■ Problem description: Starting at the line that contains "According to the caption, the sliced", restate every line word for word through the end of the entries.

■ Source data:
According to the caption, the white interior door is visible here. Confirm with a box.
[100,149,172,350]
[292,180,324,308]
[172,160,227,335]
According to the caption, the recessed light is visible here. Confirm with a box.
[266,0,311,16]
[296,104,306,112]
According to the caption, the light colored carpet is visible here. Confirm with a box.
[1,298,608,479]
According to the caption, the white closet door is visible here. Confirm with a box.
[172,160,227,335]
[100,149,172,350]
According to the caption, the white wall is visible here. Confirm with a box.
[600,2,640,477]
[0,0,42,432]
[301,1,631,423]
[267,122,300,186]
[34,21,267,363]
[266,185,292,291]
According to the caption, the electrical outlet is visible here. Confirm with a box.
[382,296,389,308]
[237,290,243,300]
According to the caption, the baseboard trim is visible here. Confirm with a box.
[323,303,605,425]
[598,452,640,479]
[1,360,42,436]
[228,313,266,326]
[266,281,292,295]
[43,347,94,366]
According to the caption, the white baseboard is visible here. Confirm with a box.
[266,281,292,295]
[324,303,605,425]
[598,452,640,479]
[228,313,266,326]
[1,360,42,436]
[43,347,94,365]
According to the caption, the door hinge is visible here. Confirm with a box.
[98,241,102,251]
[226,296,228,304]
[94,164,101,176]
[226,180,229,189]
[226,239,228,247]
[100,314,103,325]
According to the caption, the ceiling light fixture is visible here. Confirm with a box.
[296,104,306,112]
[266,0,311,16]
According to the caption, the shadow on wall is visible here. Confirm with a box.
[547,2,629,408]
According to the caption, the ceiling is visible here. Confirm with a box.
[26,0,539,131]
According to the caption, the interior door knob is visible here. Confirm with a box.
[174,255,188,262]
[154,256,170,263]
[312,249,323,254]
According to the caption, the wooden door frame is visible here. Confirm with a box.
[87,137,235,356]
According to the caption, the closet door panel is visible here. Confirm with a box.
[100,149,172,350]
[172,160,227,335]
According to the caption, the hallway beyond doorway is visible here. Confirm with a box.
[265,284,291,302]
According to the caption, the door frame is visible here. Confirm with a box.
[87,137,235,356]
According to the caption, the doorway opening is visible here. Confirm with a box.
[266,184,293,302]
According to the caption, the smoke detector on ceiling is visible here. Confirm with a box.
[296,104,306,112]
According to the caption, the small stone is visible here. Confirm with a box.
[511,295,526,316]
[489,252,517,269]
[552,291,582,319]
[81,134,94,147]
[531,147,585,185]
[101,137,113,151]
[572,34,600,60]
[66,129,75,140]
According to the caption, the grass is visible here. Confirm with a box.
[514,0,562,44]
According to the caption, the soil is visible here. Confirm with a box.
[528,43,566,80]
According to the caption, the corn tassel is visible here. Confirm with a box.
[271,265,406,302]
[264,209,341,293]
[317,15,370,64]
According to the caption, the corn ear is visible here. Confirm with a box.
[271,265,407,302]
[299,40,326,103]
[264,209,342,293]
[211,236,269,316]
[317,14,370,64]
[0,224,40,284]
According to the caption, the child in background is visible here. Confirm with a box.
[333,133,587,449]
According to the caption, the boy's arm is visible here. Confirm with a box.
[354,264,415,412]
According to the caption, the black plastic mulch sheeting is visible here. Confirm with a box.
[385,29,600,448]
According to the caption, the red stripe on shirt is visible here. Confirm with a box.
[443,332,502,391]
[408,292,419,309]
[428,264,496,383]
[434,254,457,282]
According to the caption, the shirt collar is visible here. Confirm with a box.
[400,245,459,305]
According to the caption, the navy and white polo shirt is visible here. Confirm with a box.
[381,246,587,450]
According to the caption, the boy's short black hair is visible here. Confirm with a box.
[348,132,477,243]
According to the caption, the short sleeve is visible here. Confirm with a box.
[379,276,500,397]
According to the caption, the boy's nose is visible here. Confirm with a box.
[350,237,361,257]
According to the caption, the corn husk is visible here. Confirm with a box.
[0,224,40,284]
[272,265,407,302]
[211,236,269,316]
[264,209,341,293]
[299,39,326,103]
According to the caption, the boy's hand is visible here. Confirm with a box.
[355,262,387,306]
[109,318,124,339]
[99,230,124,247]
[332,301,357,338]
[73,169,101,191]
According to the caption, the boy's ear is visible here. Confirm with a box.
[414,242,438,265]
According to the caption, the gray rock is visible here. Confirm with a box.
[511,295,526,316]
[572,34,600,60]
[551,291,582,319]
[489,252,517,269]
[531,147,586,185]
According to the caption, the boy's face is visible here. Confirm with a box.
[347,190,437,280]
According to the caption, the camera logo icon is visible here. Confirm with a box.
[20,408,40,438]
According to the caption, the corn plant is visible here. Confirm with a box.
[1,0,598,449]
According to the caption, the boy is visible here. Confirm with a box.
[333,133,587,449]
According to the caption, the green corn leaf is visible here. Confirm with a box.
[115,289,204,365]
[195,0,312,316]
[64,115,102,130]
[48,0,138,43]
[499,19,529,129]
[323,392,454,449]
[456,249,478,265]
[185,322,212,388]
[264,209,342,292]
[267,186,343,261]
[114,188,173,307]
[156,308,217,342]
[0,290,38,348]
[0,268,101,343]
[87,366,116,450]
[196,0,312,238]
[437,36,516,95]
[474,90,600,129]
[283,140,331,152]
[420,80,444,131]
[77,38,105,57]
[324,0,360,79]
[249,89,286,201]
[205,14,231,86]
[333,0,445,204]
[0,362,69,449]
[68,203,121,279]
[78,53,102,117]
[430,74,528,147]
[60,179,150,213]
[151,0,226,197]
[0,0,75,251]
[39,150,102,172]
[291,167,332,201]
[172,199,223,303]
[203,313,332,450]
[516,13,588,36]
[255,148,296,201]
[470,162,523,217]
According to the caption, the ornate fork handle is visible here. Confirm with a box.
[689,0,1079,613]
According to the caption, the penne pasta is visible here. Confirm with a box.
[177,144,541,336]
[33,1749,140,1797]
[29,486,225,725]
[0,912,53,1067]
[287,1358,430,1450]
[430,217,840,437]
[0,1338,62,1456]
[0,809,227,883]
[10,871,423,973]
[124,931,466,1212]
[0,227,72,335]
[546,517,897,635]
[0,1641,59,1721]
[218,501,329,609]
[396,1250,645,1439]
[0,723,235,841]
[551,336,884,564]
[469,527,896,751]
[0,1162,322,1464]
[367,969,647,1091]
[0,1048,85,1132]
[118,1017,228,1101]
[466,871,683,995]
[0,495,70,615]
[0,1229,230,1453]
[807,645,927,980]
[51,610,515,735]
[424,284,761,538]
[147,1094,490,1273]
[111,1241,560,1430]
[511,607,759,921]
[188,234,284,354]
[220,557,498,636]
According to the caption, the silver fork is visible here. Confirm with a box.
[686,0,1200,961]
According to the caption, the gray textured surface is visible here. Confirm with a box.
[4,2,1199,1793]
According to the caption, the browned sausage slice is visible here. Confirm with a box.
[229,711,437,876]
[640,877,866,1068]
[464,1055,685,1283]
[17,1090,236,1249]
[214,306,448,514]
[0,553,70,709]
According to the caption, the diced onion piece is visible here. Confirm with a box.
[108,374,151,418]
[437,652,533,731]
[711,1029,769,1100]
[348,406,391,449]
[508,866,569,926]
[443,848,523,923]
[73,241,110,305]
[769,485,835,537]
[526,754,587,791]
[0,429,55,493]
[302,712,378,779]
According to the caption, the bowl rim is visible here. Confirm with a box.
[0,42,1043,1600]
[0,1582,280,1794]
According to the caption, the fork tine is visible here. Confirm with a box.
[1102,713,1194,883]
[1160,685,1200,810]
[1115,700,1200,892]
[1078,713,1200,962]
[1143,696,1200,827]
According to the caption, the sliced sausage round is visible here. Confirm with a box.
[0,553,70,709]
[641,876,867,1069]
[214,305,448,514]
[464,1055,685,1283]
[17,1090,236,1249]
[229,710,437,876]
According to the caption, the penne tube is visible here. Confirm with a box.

■ Response area:
According to the caption, the sliced sausage round is visible here. Confirm with a box.
[0,553,70,709]
[641,876,867,1069]
[214,305,448,514]
[464,1055,685,1283]
[17,1090,236,1249]
[229,710,437,876]
According to the caption, the penne tube is visible here. Confirm with a box.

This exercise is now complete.